Render every line of the material below as a JSON array of strings, one string per line, skipping blank lines. Leave the pictures out.
##### DATA SHOWN #####
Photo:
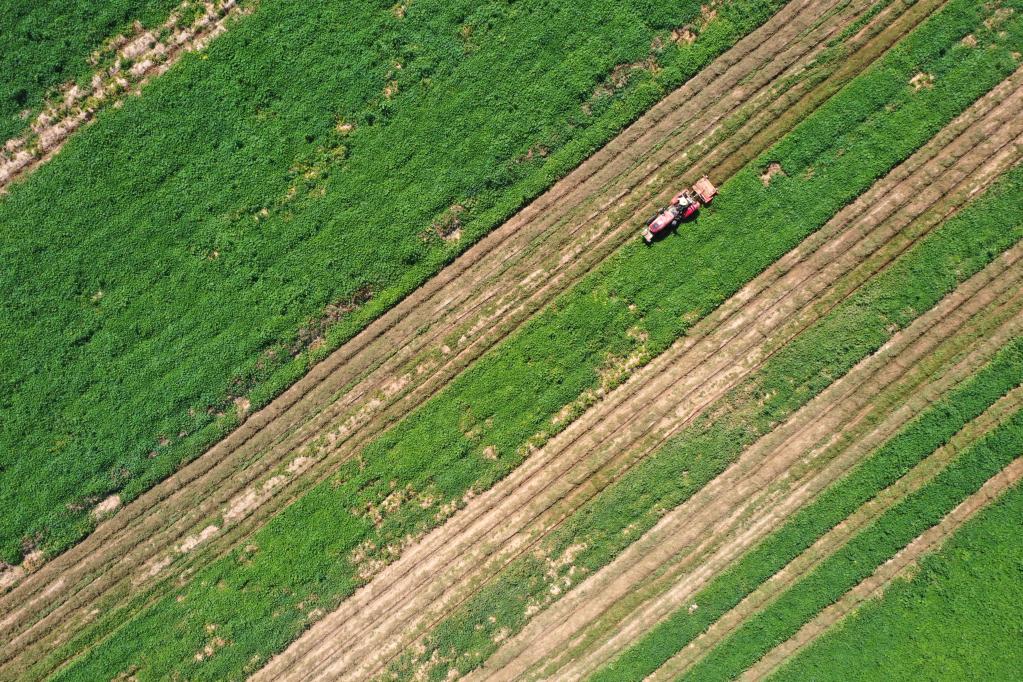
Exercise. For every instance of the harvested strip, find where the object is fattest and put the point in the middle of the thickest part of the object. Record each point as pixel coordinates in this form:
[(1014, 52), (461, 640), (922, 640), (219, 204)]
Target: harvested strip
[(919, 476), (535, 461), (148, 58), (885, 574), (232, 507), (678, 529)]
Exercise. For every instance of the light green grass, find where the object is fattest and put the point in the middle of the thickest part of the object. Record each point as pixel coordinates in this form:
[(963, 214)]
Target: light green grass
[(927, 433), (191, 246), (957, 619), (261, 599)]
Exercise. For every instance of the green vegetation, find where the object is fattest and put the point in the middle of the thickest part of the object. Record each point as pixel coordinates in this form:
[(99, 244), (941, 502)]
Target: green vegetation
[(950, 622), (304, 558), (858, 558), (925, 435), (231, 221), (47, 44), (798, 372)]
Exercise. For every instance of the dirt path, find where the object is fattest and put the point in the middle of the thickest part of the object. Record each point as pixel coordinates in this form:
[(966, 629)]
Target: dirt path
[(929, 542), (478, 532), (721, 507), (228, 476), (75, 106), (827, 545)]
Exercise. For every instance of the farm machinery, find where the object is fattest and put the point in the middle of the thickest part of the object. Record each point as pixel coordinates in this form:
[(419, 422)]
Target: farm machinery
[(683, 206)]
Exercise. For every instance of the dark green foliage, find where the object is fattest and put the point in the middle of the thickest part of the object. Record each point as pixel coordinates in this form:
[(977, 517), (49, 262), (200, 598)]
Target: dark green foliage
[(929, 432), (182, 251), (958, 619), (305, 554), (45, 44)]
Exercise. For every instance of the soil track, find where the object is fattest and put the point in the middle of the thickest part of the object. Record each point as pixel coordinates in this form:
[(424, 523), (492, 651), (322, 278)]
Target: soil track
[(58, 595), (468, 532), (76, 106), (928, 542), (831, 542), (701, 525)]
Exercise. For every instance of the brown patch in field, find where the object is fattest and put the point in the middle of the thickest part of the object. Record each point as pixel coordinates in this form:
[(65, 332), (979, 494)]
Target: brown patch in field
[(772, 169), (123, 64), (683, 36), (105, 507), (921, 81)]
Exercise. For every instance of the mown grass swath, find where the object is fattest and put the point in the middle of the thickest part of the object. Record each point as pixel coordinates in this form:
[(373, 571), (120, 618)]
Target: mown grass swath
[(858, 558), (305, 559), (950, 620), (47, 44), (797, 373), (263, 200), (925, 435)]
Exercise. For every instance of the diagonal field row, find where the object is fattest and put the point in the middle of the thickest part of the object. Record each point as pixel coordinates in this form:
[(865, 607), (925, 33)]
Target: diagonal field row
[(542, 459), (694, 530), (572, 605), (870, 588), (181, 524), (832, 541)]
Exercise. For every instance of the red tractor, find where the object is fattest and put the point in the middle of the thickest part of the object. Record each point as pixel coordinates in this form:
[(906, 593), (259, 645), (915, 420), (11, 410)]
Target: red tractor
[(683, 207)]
#####
▶ **ANSWER TO THE EXERCISE**
[
  "Photo:",
  "Exercise. For every instance of the harvested strip, find where the object is fattest and put the point in the middle of the thickest part of the object. Record each point as pixel coordinates in this form:",
  "[(1014, 52), (461, 640), (922, 640), (219, 204)]",
  "Target: harvested strip",
  "[(919, 476), (535, 461), (148, 58), (885, 574), (232, 507), (678, 529)]",
  "Exercise. For every instance of the light green grass, find where the object is fattest and put the point in the middle of the thickest part of the object. Record each point as pixel coordinates in this form:",
  "[(963, 214)]",
  "Target: light green grass",
  "[(927, 433), (191, 246), (957, 619), (261, 599)]",
  "Exercise. For every instance of the green vegetation, find where the object is fattest and put the point in the middle of the thickest part of the object. Record each point as pixel coordinates in this form:",
  "[(99, 244), (941, 502)]",
  "Target: green vegetation",
  "[(950, 622), (304, 558), (858, 558), (925, 435), (231, 221), (47, 44), (798, 372)]",
  "Exercise. For every instance of the dirt path, find where the object is fattest and put the point in the middle of the thickest part of the object. Record each point as pixel coordinates in this form:",
  "[(966, 629)]",
  "Target: dirt path",
  "[(929, 542), (478, 532), (721, 507), (228, 476), (75, 106), (827, 545)]",
  "Exercise. For every instance of the farm machinery, find where the object is fattest and put the point in the middle of the thickest part of the object. Record each point as pixel coordinates in this form:",
  "[(419, 422)]",
  "Target: farm machinery",
  "[(683, 206)]",
  "Exercise. For every instance of the dark green foliage, find where the object is fattest and put the point in the middle of the thickest part of the object. Record each point as pixel coordinates in this form:",
  "[(977, 517), (49, 262), (200, 598)]",
  "Target: dark green foliage",
  "[(929, 432), (182, 251), (958, 619), (305, 554), (45, 44)]",
  "Exercise. For every instance of the soil track, find where the object is fattest and put the point in the middle of the thickest part of the object. Record each point as pixel coordinates in this form:",
  "[(424, 523), (492, 651), (322, 278)]",
  "Target: soil track",
  "[(58, 595), (468, 532), (76, 106), (928, 542), (831, 542), (701, 525)]",
  "Exercise. For every instance of the brown patch in field, find where the object is fattest and put the point in the middle of the thickest part of the object. Record each point as pixel coordinates in this form:",
  "[(65, 332), (979, 494)]",
  "Target: brown patch in field",
  "[(772, 169), (123, 64), (683, 36), (105, 507), (921, 81)]",
  "Exercise. For every instance of the mown grass swath, find where the object is fattest and put the point in the middle of the thickest part of the object. Record each point as pixel coordinates in this form:",
  "[(373, 571), (120, 618)]",
  "Target: mown grass swath",
  "[(858, 558), (305, 559), (950, 620), (47, 44), (797, 373), (263, 200), (925, 435)]",
  "Exercise. For every instance of the diagonal field row, find where the object is fattest and put the point in the middle of the thickest part of the object. Record each point as pixel coordinates in this form:",
  "[(865, 607), (925, 33)]",
  "Target: diagonal field row",
  "[(542, 459), (694, 530), (572, 605), (870, 588), (181, 524), (832, 541)]",
  "Exercise. For every instance of the red tractor, find where the object is fattest and put the point in the middle of the thickest part of the object. Record each point as pixel coordinates in this form:",
  "[(906, 593), (259, 645), (915, 420), (11, 410)]",
  "Target: red tractor",
  "[(683, 207)]"
]